Reproduce the material below verbatim, keeping every line intact and in its original order.

* **Object detection data**

** BEGIN **

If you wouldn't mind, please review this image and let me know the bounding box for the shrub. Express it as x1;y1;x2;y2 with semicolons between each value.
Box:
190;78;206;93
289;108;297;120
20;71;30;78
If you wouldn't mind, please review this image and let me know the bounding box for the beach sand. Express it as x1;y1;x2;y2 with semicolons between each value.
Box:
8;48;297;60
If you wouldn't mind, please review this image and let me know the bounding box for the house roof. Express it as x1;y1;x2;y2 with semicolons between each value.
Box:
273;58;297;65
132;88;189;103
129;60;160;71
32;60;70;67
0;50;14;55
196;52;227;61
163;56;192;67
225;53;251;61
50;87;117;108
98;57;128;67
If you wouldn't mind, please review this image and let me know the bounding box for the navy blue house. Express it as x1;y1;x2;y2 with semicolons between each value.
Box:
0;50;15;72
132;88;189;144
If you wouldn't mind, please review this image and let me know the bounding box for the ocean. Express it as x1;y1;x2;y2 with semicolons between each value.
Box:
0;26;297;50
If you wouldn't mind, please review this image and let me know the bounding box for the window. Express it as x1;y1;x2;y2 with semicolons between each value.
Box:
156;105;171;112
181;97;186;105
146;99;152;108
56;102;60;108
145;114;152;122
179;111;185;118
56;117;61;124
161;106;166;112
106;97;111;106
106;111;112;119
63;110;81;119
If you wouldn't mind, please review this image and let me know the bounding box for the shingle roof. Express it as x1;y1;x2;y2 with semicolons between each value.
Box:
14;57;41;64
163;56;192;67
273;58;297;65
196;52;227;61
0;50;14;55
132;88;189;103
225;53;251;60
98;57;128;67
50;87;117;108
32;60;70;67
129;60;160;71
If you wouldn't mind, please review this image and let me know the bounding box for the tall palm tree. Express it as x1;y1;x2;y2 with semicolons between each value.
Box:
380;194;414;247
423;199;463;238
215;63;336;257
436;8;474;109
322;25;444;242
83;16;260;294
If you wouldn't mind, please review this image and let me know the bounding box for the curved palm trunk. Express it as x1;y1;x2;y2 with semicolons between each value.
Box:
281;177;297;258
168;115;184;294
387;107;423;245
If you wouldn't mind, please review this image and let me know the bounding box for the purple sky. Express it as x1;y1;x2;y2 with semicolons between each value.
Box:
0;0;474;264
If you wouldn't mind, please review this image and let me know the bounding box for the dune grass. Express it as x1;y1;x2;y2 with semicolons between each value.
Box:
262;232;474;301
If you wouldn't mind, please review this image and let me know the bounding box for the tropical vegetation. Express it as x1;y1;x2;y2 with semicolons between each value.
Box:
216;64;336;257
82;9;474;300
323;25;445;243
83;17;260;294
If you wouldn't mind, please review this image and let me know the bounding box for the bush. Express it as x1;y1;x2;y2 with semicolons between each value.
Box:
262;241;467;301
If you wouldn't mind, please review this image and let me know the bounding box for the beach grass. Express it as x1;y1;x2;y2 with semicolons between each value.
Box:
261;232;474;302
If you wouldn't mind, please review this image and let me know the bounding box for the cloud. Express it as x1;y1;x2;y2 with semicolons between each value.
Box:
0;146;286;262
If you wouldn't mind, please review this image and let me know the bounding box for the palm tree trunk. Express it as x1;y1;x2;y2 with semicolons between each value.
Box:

** END **

* **Task solution**
If you wouldn't mind, please review this image and let me know the bounding box for the shrub. Express it as x1;y1;x2;y2 with semicolons between each value.
Box:
190;78;206;93
289;108;297;120
20;71;30;78
If you wouldn't mind, please review this image and let me know the bounding box for the beach sand. Express it as x1;y1;x2;y2 with semicolons between each value.
Box:
8;48;297;60
If you wouldn't mind, please review this image and let me know the bounding box for the house roof. Express it as x1;y1;x2;y2 with semicolons between each value.
Box:
273;58;297;65
132;88;189;103
129;60;160;71
32;60;70;67
0;50;14;55
196;52;227;61
163;56;192;67
225;53;251;61
50;87;117;108
98;57;128;67
If you wouldn't mind, please review this image and let me know the bounding box for the navy blue house. Express it as x1;y1;x2;y2 with semicolons between each value.
Box:
0;50;15;72
132;88;189;144
If you wouldn't mind, please review this image and let me know the bounding box for the ocean. Express it as x1;y1;x2;y2 with semicolons between each value.
Box:
0;26;297;50
If you wouldn't mind, please review this image and let me know the bounding box for the window. Express it as x1;y1;x2;y2 with semicolons between each value.
Box:
156;105;171;112
181;97;186;105
146;99;152;108
56;102;60;108
145;114;152;122
179;111;185;118
56;117;61;124
161;106;166;112
106;97;111;106
106;111;112;119
63;110;81;119
If you wouldn't mind, please review this image and let me know the bounding box for the shingle roof. Express it as x1;y1;x2;y2 with semicolons between each value.
Box:
14;57;41;64
163;56;192;67
273;58;297;65
196;52;227;61
0;50;14;55
132;88;189;103
225;53;251;60
98;57;128;67
50;87;117;108
32;60;70;67
129;60;160;71
If you wouldn't mind, please review this image and let me know the bounding box for the tall palm tree. Express it as x1;y1;x2;y2 with semicolons between each value.
Box:
380;194;414;247
423;199;463;238
215;63;336;257
436;8;474;109
322;25;444;242
83;16;260;294
If you wouldn't mind, please review this image and let me know the bounding box for the curved palm trunk. Express it as x1;y1;x2;y2 with semicolons between each value.
Box:
281;177;297;258
168;115;184;294
387;107;423;245
If you wouldn't mind, please review this image and let me know the bounding box for the purple sky. Express it as x1;y1;x2;y2 with semicolons between each value.
Box:
0;0;474;264
If you wouldn't mind, please review this image and let me know the bounding box for the dune grass. Express it as x1;y1;x2;y2 with semicolons between each value.
Box:
262;232;474;301
If you wouldn't mind, please review this image and let me know the bounding box for the tropical vegetation. Express it as x1;y1;x2;y2 with semicolons between each value.
Box:
216;64;336;257
82;9;474;300
323;25;445;243
83;17;260;294
If you wouldn't mind, please review this image and let me know the bounding box for the bush. Express it as x1;y1;x2;y2 with semicolons between each value.
Box:
262;241;467;301
If you wouldn't mind, please review this image and let me know the bounding box for the beach grass. Express it as x1;y1;x2;y2 with semicolons between each value.
Box:
261;232;474;302
If you wouldn't mind, please review this image and let me know the bounding box for the cloud. Express it as x1;y1;x2;y2 with semicolons between each value.
Box:
0;146;286;262
If you wouldn't mind, please review this image and let me know the bounding box for the palm tree trunk. Express it as x1;y1;x2;y2 with semicolons between each value.
Box:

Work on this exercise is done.